## begin Data rows

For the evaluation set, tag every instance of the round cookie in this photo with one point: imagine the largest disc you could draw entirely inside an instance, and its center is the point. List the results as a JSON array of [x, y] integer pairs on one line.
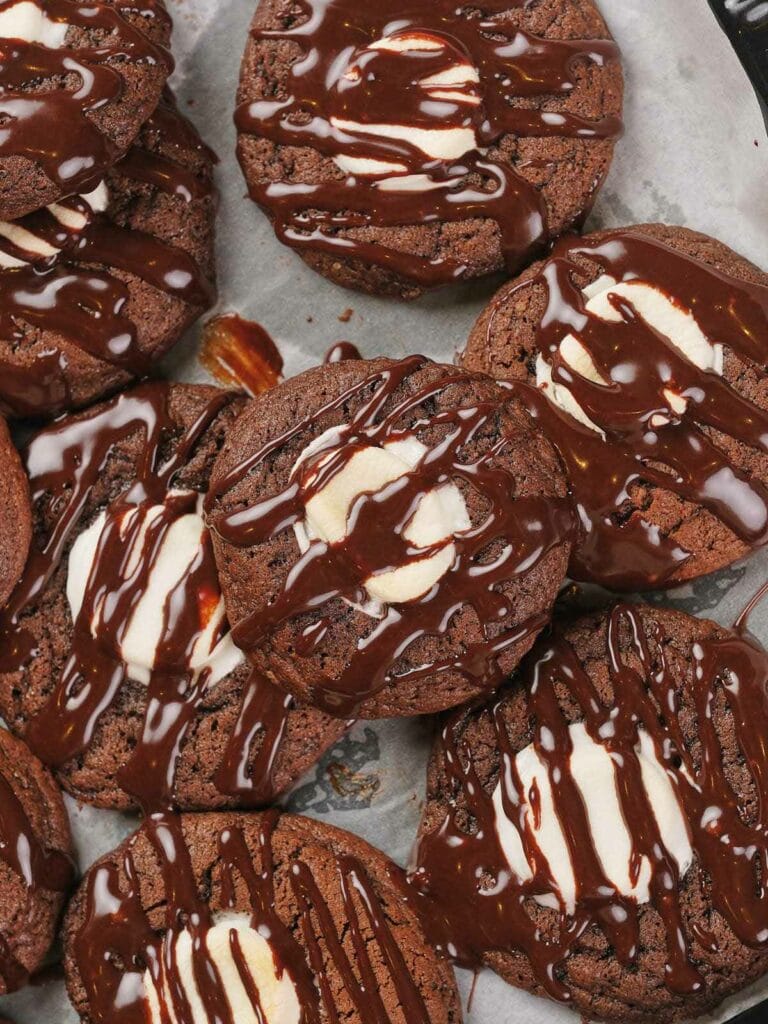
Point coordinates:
[[95, 289], [407, 145], [117, 664], [36, 866], [76, 86], [251, 918], [15, 516], [609, 803], [648, 348], [389, 535]]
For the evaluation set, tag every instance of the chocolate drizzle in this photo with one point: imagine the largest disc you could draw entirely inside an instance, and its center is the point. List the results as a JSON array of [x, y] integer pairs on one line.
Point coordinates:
[[64, 462], [53, 127], [72, 294], [117, 943], [342, 78], [639, 365], [40, 868], [525, 529], [730, 843]]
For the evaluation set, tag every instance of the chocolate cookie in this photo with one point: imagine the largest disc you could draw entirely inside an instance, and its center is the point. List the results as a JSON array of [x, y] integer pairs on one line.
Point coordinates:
[[250, 918], [36, 868], [402, 145], [116, 659], [95, 289], [648, 348], [389, 535], [15, 516], [595, 833], [76, 85]]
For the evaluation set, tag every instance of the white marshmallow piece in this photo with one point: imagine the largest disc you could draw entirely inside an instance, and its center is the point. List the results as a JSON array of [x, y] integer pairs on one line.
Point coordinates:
[[659, 312], [455, 85], [97, 200], [440, 515], [595, 774], [28, 20], [177, 553], [278, 997]]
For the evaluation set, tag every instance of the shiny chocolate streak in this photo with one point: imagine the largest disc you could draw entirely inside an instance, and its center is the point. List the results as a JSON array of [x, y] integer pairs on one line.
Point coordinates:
[[628, 552], [64, 463], [68, 295], [527, 527], [52, 127], [470, 919], [38, 867], [517, 67], [116, 942]]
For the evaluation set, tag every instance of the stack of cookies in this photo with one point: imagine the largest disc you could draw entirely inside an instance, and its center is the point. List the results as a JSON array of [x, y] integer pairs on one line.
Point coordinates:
[[201, 590]]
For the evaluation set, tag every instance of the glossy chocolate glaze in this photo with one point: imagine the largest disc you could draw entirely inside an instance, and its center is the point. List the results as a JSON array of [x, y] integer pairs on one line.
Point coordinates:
[[39, 867], [241, 352], [387, 89], [469, 919], [117, 942], [638, 364], [64, 461], [51, 127], [75, 293], [528, 528]]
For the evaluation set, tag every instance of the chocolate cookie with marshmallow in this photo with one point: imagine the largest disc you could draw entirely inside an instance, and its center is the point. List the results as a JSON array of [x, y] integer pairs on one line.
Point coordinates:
[[95, 288], [595, 833], [36, 865], [77, 83], [117, 664], [408, 145], [641, 351], [250, 919], [390, 535]]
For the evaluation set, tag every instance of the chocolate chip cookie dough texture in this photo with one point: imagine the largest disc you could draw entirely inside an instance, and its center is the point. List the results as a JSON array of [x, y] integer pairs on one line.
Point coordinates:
[[595, 833], [107, 204], [402, 145], [642, 352], [247, 919], [390, 536], [117, 664]]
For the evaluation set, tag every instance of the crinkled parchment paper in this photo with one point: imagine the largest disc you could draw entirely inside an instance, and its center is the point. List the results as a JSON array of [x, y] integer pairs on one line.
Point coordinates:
[[694, 154]]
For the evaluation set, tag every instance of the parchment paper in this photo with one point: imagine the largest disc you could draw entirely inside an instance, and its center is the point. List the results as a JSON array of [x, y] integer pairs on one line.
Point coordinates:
[[694, 154]]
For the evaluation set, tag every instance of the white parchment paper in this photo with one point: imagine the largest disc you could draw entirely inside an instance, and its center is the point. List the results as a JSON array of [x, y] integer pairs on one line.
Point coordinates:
[[694, 154]]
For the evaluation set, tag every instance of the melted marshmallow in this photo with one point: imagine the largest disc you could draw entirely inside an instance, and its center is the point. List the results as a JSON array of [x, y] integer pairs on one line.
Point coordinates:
[[660, 312], [440, 515], [456, 85], [178, 552], [28, 20], [279, 1003], [38, 248], [594, 772]]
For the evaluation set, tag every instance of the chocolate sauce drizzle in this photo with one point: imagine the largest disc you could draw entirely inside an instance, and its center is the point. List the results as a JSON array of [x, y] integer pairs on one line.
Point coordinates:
[[40, 868], [117, 942], [514, 67], [470, 920], [526, 528], [64, 463], [622, 551], [67, 295], [52, 127]]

## end Data rows

### Set problem
Switch "evaluation set" to "test set" in every one of the records above, and reproduce them with all other text unchanged. Omit the pictures from your output.

### Result below
For the test set, tag every instance of the round cookie in this photo with one point: imagine the largest disc you could draw entirely inside an instance, and its center is the point. List the results as a JSON array of [x, y] integer pairs on one line.
Point coordinates:
[[95, 289], [407, 145], [117, 664], [36, 866], [76, 86], [251, 918], [15, 516], [609, 803], [648, 348], [389, 535]]
For the test set, tag every instance of the chocolate drizzle in this photo with one point: imagine the largest disc you could draw entirely inside an instance, and its center is the point. List the results as a JSON array of [x, y] integer pairs on one line.
Point coordinates:
[[64, 462], [53, 127], [72, 294], [117, 943], [342, 78], [639, 365], [40, 868], [525, 529], [730, 843]]
For the test set, tag every instance of the chocolate cookie in this photo with one point: imagine the largest disc you could draw entirely inside an instance, and its center is the point. List the results as a JSON array of [x, y] integer pairs on one line.
Point coordinates:
[[250, 918], [36, 868], [402, 145], [116, 659], [95, 289], [648, 348], [389, 535], [15, 516], [595, 833], [76, 85]]
For the test set, tag every instance of the white marshmallow piece in this photo with one point: imagine the largest disc you could draw entirely inside an instance, and its center is the point. List the results as a JSON array of [x, y] integer pairs on one line.
Point coordinates:
[[659, 312], [455, 85], [97, 200], [440, 515], [595, 774], [28, 20], [177, 553], [278, 997]]
For the test set, tag every instance of the shiny chocolate streak in this photo with one point: imagine the largest disc you could draw entirely inside an instance, and its center is the point. List the results as a JSON array of [x, y] integer pairs on one line.
Point coordinates:
[[628, 552], [64, 463], [68, 295], [527, 527], [52, 127], [470, 919], [38, 867], [517, 67], [116, 942]]
For the test set, tag every instance of the stack of cookies in this photo with one point: imagine the largest disc you could draw entirely inside an instance, and its center is the point. List the results as a JSON array of [x, y] integer pairs on one line.
Point coordinates:
[[201, 590]]
For the test set, tag every instance of the glossy chocolate glaze in this photo with one point: imagine the largest disc you could draw entirely inside an instance, and its center is the point. List the results as a JSON array of [x, y] integer pairs on one line.
Point coordinates:
[[39, 867], [241, 352], [387, 89], [469, 919], [117, 942], [638, 364], [64, 461], [51, 127], [75, 293], [528, 528]]
For the test set, tag every instance of the chocolate cookie with marshmallow in this photo with one point: imagine the largest disc you could draw entirely inside an instance, and its center is the point. List the results as a JSON array of [x, y] integer pairs on one line.
Point coordinates:
[[95, 288], [595, 833], [36, 865], [77, 83], [117, 664], [408, 145], [641, 351], [250, 919], [390, 535]]
For the test set, tag every instance of the chocolate chip cookie dough texture in this photo with one point: imagine the largest disc you could draw entirely inside an instance, and its center is the point. List the results as a JSON array of [x, y] integer pairs on one line.
Point coordinates:
[[595, 833], [107, 204], [402, 145], [642, 352], [247, 919], [390, 536], [117, 664]]
For the test set, tag every instance of the crinkled parchment paper in this photo with one point: imagine the largest disc you could draw entirely inside an instance, and its center is the point. List the results as a JSON array of [x, y] integer pairs on one line.
Point coordinates:
[[694, 154]]
For the test set, tag every instance of the parchment paper in this photo with one point: imagine the largest disc you could draw entirely inside an instance, and its center is the point. List the results as a JSON array of [x, y] integer pairs on one line.
Point coordinates:
[[694, 154]]
For the test set, tag every instance of the white parchment paper in this photo with one point: imagine the largest disc you could draw entirely inside an instance, and its center is the point. List the results as a JSON array of [x, y] integer pairs on one line.
Point coordinates:
[[694, 154]]
For the test set, tag every instance of the melted marshmallow in this photo with one point: imagine the largest disc you could draw entirely inside an instance, and its center is the point. List the results as a JSON array of [x, y] integer pairs on one line.
Point coordinates:
[[660, 312], [440, 515], [456, 85], [178, 552], [28, 20], [279, 1003], [38, 248], [594, 772]]
For the test set, tag every instance of the chocolate sauce drizzle in this photo with one point: imagine the largest disc you could draw entirely inside an instance, and its center is the point. List the results as a JSON array of [x, y] integer pairs on one line.
Point coordinates:
[[40, 868], [117, 942], [514, 67], [470, 920], [526, 528], [64, 463], [622, 551], [67, 295], [52, 127]]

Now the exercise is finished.